# [Task to carry out]
The answer is to contain only the line containing "Where can the sunlight" and the lines after it through the last one, each reproduced exactly as it appears below.

Dataset content section start

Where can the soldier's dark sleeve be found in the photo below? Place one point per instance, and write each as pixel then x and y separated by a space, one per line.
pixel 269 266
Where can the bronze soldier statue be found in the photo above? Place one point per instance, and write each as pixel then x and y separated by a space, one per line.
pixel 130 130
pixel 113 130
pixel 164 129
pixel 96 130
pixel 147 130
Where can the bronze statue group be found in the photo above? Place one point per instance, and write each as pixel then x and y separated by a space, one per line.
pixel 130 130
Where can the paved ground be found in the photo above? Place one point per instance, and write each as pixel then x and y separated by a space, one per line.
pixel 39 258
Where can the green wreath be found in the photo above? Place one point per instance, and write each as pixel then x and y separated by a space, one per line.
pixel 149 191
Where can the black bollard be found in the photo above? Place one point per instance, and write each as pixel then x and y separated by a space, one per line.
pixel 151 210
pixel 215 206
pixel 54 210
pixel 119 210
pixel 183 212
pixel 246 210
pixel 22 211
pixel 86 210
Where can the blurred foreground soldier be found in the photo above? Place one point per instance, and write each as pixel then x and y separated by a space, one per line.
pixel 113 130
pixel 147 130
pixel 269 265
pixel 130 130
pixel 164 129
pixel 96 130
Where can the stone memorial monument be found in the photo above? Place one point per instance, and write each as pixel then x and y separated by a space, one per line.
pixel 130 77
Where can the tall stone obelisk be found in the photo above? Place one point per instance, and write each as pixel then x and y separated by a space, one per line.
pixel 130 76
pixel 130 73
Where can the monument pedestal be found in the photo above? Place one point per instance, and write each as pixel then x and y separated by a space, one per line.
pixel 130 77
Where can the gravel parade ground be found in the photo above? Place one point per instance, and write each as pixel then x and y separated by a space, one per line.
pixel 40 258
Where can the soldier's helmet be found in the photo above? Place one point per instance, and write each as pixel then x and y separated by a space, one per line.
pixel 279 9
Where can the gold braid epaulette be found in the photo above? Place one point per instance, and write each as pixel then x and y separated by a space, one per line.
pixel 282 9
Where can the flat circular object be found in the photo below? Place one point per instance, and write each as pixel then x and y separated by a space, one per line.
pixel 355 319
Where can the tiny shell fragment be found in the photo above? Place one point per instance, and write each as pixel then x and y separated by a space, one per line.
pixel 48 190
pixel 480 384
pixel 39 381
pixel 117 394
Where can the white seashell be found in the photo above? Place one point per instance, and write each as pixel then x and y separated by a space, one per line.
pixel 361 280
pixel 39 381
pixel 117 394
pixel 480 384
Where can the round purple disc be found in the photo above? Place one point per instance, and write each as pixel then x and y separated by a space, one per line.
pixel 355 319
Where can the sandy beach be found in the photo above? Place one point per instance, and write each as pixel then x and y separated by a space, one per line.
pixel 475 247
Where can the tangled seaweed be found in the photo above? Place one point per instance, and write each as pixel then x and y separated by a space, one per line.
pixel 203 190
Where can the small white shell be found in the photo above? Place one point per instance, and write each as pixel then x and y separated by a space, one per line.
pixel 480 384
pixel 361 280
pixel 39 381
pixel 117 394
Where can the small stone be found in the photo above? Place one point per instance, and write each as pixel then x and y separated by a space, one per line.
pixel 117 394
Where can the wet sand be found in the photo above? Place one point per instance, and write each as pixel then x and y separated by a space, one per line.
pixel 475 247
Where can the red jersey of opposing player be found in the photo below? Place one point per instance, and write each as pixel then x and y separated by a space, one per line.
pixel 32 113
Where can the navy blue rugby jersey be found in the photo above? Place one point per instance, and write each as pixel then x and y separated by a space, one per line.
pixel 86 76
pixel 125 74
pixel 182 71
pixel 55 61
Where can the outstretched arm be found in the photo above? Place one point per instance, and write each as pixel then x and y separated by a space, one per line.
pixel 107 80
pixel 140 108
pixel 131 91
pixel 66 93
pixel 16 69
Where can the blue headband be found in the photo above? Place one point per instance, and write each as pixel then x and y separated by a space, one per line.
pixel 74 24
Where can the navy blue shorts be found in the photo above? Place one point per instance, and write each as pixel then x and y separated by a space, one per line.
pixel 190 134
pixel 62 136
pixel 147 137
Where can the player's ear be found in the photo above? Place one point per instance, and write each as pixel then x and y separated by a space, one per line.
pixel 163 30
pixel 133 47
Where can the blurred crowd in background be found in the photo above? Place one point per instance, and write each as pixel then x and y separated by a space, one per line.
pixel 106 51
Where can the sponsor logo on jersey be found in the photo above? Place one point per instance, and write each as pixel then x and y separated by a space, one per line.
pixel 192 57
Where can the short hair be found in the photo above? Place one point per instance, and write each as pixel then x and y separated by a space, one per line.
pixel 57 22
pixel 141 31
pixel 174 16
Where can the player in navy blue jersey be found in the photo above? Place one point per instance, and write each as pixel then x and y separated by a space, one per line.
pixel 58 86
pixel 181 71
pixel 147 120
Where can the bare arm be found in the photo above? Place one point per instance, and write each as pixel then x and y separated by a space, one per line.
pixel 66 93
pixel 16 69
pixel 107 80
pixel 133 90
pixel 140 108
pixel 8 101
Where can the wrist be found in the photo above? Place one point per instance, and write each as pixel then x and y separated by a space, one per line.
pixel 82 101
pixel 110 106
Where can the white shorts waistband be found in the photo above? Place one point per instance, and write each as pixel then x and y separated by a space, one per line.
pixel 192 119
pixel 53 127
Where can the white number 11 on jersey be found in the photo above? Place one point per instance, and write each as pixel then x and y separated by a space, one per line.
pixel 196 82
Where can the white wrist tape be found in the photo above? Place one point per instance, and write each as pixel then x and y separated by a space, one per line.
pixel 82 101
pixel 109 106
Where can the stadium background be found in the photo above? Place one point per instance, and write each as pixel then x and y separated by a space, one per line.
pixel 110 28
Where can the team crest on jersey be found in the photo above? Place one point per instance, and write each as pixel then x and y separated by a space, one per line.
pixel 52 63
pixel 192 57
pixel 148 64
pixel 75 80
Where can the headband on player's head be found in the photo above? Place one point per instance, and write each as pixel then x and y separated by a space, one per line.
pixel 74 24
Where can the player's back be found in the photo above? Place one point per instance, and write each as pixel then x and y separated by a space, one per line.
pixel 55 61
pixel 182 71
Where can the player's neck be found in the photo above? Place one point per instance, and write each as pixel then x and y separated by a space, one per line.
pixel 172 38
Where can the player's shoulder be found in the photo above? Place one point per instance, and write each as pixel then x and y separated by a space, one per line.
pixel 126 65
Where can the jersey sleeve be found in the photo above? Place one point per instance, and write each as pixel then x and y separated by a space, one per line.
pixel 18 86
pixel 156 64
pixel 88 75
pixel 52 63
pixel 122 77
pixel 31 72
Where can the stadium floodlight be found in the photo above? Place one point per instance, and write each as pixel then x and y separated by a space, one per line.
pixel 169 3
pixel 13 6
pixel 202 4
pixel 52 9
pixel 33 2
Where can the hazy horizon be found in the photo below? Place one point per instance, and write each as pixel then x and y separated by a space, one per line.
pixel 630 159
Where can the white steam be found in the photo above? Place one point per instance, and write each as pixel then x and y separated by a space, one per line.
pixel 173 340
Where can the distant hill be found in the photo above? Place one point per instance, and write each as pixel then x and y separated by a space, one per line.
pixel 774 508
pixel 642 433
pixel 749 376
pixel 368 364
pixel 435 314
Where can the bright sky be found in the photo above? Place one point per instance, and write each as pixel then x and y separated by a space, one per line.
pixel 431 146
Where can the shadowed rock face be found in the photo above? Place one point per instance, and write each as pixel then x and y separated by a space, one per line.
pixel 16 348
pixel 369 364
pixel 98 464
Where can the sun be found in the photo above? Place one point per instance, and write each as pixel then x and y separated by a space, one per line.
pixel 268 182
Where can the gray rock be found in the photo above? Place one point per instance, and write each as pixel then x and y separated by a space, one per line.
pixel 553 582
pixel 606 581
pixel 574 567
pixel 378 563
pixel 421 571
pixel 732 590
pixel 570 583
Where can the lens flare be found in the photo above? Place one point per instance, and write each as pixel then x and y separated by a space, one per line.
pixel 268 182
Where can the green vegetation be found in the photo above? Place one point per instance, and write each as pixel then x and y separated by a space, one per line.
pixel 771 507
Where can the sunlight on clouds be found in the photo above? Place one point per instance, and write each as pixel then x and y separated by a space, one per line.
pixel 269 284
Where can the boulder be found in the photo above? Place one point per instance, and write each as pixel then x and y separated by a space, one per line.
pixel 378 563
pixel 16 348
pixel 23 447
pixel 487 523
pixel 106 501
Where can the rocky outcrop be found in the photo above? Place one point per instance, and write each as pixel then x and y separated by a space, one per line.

Dataset content section end

# [Solved exercise]
Where can the sunlight on clouds be found in the photo above? Place one point per instance, and write each as pixel then x and y separated by a space, one per line.
pixel 269 284
Where can the boulder be found in the photo above? Place one point per instance, and write each as pixel then x and y separated by a space, one per line.
pixel 378 563
pixel 16 348
pixel 23 447
pixel 487 523
pixel 106 501
Where can the rocky outcrop be found in the photo above? Place one point per instance, and write each as pixel then x and y separated by a space, one per line.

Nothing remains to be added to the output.